▶ What you should do
Write a continuation of the excerpt on cybersecurity awareness training for healthcare staff, beginning after its final sentence.

In 2023, it was reported that 74% of data breaches involved a ‘human element’. For decades, organisations have perceived employees to be one of the biggest threat vectors to security. However, it is imperative for organisations to understand that employees can be one of their strongest defences and knowledge is power when it comes to making informed, cyber secure decisions. One of the most effective ways that healthcare professionals can be armed with the knowledge and skills to avoid being targeted by hackers is through adequate security awareness training. Yet, while in theory this appears to be a straightforward solution, it can be a particularly challenging task for healthcare providers. Further to this, conventional approaches to cybersecurity training have consistently shown their limitations. Although they may offer a foundational understanding of security awareness, traditional methods often fail to provide employees with the relevant skills needed to deal with sophisticated real-life cyber threats. Once a year mandatory training, regardless of quality, is unlikely to have any lasting impact. Instead, organisations could look towards using psychology and behavioural science and try to understand why users are more likely to engage in risky behaviour online. By understanding the cognitive and psychological aspects of human behaviour, security training programs can be tailored to address specific challenges faced within organisations but also to actively try and change those behaviours.  One way organisations can integrate cybersecurity awareness into everyday activities is by using the nudge method, a non-invasive and integrated approach to training. Where it has been recognised above that staff, particularly in healthcare, do not have the time to engage in lengthy and often ineffective training, behavioural approaches can utilise contextual nudges at points of risk as well as snippets of drip-fed content. Both timely reminders that take minimal if any time, build awareness, embed secure habits and offer organisations both visibility of risk and measurable improvements in their risk profile. This approach recognises that employees are simply not the weakest link in
security, as many people wrongly accuse end-users of being, but rather a critical asset in the defence against cyber threats.  Therefore, healthcare institutions must keep open minded about approaches to security awareness training and focus on what they are really trying to achieve: better security. If the focus is, as it should be, on risk reduction, then a more behaviour change focused approach is highly likely to be required to produce better outcomes.

[Entries contained in a dataset]

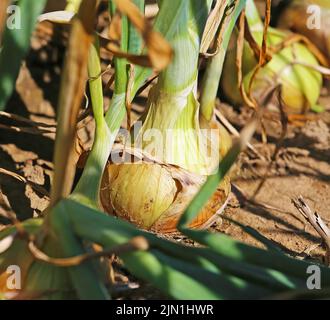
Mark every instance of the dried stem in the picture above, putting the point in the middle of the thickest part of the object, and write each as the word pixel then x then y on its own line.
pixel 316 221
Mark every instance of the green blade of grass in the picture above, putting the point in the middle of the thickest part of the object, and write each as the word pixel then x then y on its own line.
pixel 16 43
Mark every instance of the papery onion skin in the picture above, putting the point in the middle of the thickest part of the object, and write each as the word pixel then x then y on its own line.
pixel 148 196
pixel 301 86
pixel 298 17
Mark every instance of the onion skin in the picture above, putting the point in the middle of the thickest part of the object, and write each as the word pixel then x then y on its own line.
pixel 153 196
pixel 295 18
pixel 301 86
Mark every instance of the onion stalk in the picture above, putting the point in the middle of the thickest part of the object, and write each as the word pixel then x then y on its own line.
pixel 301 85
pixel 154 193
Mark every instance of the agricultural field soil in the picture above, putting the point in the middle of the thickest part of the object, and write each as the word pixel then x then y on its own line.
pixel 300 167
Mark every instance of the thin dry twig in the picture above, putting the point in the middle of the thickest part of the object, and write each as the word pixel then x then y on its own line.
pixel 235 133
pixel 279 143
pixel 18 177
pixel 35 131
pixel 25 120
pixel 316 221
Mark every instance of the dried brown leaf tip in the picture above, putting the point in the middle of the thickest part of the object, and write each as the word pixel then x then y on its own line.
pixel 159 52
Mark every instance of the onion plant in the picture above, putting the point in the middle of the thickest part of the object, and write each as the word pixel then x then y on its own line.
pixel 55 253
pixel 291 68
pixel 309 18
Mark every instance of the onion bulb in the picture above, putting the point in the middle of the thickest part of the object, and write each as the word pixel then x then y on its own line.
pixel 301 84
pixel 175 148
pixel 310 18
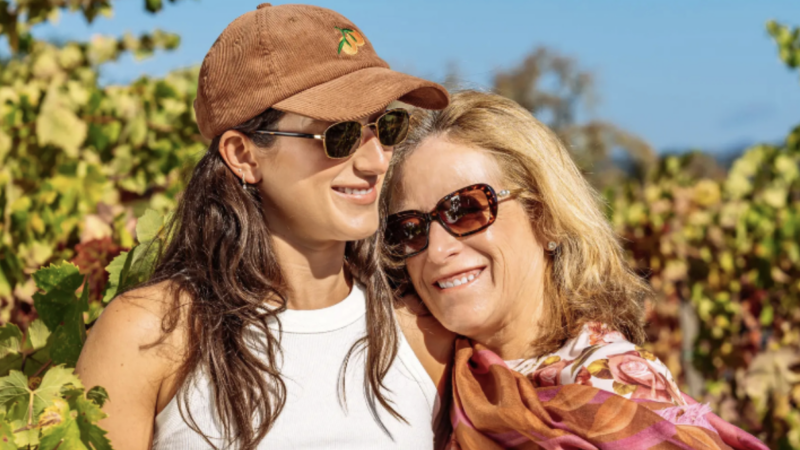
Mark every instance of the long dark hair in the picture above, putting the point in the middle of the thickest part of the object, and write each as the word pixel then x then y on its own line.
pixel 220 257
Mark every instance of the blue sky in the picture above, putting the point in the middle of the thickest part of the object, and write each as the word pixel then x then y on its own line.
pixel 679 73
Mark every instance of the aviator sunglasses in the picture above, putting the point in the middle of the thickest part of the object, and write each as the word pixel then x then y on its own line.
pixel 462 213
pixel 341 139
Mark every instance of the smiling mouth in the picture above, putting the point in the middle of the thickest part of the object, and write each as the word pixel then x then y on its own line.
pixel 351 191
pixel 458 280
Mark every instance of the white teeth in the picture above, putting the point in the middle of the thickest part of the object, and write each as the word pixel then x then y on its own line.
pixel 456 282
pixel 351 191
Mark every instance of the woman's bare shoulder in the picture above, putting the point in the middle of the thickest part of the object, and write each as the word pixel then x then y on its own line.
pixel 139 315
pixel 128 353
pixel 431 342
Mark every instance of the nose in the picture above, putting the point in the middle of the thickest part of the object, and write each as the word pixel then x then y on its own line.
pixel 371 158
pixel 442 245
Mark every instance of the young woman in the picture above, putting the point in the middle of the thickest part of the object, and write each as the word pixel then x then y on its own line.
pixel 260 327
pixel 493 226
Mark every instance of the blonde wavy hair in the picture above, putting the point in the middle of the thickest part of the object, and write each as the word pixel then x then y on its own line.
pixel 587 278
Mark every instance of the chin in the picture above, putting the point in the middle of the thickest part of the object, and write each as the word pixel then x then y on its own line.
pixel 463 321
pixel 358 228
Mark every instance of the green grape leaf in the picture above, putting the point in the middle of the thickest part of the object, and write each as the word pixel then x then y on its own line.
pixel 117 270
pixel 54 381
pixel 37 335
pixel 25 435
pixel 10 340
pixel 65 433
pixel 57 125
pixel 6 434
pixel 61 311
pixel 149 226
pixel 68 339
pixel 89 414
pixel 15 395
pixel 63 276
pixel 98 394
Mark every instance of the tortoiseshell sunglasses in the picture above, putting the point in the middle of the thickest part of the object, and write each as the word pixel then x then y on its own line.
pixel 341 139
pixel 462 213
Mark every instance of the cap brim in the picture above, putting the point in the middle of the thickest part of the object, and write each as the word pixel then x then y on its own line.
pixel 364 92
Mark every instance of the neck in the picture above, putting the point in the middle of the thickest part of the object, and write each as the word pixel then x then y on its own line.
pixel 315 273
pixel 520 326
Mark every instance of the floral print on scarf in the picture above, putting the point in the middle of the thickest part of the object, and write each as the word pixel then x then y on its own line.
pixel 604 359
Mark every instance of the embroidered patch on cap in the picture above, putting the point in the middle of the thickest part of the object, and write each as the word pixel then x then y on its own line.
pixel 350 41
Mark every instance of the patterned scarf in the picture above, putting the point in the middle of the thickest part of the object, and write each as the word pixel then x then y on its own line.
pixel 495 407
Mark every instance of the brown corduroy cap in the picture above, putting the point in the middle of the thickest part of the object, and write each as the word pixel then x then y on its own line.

▶ Exercise output
Proactive Steps Towards a Secure Future 

The increasing proliferation of human factor related cyberattacks on the healthcare sector highlights the need for employees to be equipped with the tools and knowledge needed to tackle imminent threats. Traditional methods of security awareness training have often proven to be ineffective in the long term, which urges organisations to think differently about their approach. The key to efficient and effective security training may lie in behavioural science. There is recognition by the National Cyber Security Centre (NCSC) and a growing body of research which suggests that the use of behavioural science in cybersecurity awareness training offers lasting defences against cyber threats.

Ideally, healthcare institutions should look towards adopting a solution that applies behavioural and learning science to deliver ongoing security awareness alerts, to empower and encourage employees to make secure decisions. Reducing human risk through applying psychological principles to change human behaviour should be considered a step in the right direction towards helping keep employees safe and secure from imminent threats.